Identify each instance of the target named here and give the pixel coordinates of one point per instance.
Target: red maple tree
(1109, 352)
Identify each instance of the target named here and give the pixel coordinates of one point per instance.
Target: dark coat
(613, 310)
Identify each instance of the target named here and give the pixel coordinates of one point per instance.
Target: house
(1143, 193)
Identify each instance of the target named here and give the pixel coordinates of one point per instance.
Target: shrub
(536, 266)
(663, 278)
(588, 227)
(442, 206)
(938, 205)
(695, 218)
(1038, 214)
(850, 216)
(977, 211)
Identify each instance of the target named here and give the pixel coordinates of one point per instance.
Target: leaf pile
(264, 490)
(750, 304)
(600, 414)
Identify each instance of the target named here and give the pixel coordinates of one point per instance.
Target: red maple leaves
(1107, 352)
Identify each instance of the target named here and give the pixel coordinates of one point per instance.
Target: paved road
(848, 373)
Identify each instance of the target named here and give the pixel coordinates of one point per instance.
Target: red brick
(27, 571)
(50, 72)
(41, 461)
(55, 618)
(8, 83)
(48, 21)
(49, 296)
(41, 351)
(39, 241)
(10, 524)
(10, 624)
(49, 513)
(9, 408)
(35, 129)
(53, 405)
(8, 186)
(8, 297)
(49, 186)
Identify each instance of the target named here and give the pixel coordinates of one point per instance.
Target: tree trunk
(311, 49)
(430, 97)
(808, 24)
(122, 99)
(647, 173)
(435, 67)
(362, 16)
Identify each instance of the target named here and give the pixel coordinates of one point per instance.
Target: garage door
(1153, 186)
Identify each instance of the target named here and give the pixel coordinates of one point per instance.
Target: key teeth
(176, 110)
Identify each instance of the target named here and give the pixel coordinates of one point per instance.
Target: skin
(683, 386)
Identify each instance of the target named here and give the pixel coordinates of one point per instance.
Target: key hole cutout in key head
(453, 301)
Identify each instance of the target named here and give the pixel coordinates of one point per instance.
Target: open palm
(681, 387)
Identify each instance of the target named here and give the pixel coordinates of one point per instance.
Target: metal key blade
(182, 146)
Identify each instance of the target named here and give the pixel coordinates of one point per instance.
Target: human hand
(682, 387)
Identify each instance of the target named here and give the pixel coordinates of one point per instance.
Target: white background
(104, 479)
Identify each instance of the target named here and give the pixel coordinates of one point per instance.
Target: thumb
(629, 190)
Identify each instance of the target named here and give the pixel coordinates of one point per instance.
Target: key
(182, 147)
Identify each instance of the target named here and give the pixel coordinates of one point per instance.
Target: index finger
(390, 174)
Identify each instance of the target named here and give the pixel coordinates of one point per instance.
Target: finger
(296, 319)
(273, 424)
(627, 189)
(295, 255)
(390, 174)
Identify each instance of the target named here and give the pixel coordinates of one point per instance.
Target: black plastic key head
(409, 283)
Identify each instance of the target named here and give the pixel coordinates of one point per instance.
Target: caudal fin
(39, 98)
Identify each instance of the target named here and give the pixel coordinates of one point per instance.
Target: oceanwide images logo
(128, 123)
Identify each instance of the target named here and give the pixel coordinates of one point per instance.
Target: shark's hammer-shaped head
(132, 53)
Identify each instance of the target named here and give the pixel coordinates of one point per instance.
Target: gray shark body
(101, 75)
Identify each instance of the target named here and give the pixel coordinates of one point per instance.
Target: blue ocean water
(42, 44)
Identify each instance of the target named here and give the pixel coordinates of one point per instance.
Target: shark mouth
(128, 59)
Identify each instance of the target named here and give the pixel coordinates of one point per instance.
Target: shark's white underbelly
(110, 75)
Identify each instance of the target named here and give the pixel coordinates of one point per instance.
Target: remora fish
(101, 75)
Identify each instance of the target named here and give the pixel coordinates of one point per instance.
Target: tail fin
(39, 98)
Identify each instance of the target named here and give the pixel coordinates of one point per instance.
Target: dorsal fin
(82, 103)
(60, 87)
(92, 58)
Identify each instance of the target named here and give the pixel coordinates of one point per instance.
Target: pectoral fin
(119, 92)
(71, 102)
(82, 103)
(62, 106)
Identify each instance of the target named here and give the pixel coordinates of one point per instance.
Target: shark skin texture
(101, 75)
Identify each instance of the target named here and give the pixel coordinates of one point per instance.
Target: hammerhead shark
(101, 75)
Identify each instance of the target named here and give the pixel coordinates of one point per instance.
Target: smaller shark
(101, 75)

### GIVEN PROBLEM
Show the data once more, exactly as it was written.

### TASK OUTPUT
Identify each instance of the target named here and give the pixel coordinates of one point per instance.
Target: red maple tree
(1109, 352)
Identify each instance of the target named here and give the pixel coordinates of one point per instance.
Target: dark coat
(613, 310)
Identify each instance of the target named here and give the pixel coordinates of one point per instance.
Target: house
(1143, 193)
Identify each instance of the target named here and give the pixel coordinates of one point per instance.
Target: shrub
(536, 266)
(663, 278)
(588, 227)
(442, 206)
(938, 205)
(695, 218)
(1038, 214)
(850, 216)
(977, 211)
Identify each instance of the target named here and give the pixel coordinates of one point per instance.
Target: leaf pile
(264, 490)
(750, 304)
(600, 414)
Identify each instance of the target named here and give the pixel coordinates of one point per instance.
Target: red maple leaves
(1107, 352)
Identify each instance of the target named here and give the pixel coordinates of one point per instance.
Target: paved road
(848, 373)
Identify each instance of the target named here and give the pixel coordinates of one point per instance.
Target: red brick
(27, 571)
(50, 72)
(41, 461)
(55, 618)
(8, 83)
(48, 21)
(49, 296)
(41, 351)
(39, 241)
(10, 524)
(10, 624)
(49, 513)
(9, 408)
(35, 129)
(53, 405)
(8, 186)
(8, 297)
(49, 186)
Identify each instance of the target named here and give the pixel coordinates of one point per instance.
Target: tree trunk
(311, 49)
(430, 97)
(808, 24)
(122, 99)
(647, 173)
(435, 67)
(362, 16)
Identify each instance of the target named here and give the pixel coordinates of one point per instance.
Target: garage door
(1153, 186)
Identify each instance of the target named here and give the pixel coordinates of one point per instance.
Target: key teeth
(176, 110)
Identify each instance of the target named here and give the pixel coordinates of one point per instance.
Target: skin
(683, 386)
Identify each instance of the target named here and give the pixel coordinates of one point per instance.
Target: key hole cutout in key head
(453, 301)
Identify each instance of the target named here and give the pixel coordinates of one point per instance.
Target: open palm
(681, 387)
Identify each instance of the target named here and give the pixel coordinates of one point per instance.
Target: metal key blade
(182, 146)
Identify each instance of the target named here and give the pixel coordinates of one point per instance.
Target: human hand
(682, 387)
Identify each instance of the target named here and give the pixel coordinates of one point per instance.
Target: white background
(104, 479)
Identify each instance of the target named here and give the pixel coordinates of one point per instance.
Target: thumb
(629, 190)
Identify each instance of the target named here and give the pixel coordinates of one point per instance.
Target: key
(182, 147)
Identify each instance of the target named here and give the pixel coordinates of one point per instance.
Target: index finger
(390, 174)
Identify each instance of the target named here and give the pixel coordinates of one point per instance.
Target: finger
(296, 319)
(273, 424)
(627, 189)
(295, 255)
(390, 174)
Identify each instance of the target named here and give the pixel coordinates of one point per instance.
Target: black plastic key head
(409, 283)
Identify each instance of the target named here and give the pixel coordinates of one point per instance.
Target: caudal fin
(39, 98)
Identify each instance of the target named here and give the pixel coordinates of one point per instance.
Target: oceanwide images logo
(128, 123)
Identify each instance of the target named here and give the pixel coordinates of one point per instance.
Target: shark's hammer-shaped head
(132, 53)
Identify each instance of the target named here and give the pixel coordinates of one point per instance.
Target: gray shark body
(101, 75)
Identify each instance of the target named here and give the pixel coordinates of one point per instance.
Target: blue ocean water
(42, 44)
Identify each instance of the target named here and give the pixel coordinates of one point per instance.
Target: shark mouth
(128, 59)
Identify each instance of the target named here and give the pixel coordinates of one point per instance.
Target: shark's white underbelly
(110, 75)
Identify each instance of the target named here and give the pixel coordinates of one point per instance.
Target: remora fish
(101, 75)
Identify each instance of the target named here and give the pixel coordinates of one point per instance.
Target: tail fin
(39, 98)
Identify each instance of the target named here and give the pixel coordinates of one point per instance.
Target: dorsal fin
(82, 103)
(60, 87)
(92, 58)
Identify each instance of the target named here and give the pixel coordinates of one point per instance.
Target: pectoral fin
(119, 92)
(71, 102)
(82, 103)
(62, 106)
Identify each instance of the target named here and give the pixel coordinates of one point per instance.
Target: shark skin texture
(101, 75)
Identify each instance of the target named here and give the pixel coordinates of one point per instance.
Target: hammerhead shark
(101, 75)
Identify each instance of the target named here and give the pixel coordinates of one point per instance.
Target: smaller shark
(101, 75)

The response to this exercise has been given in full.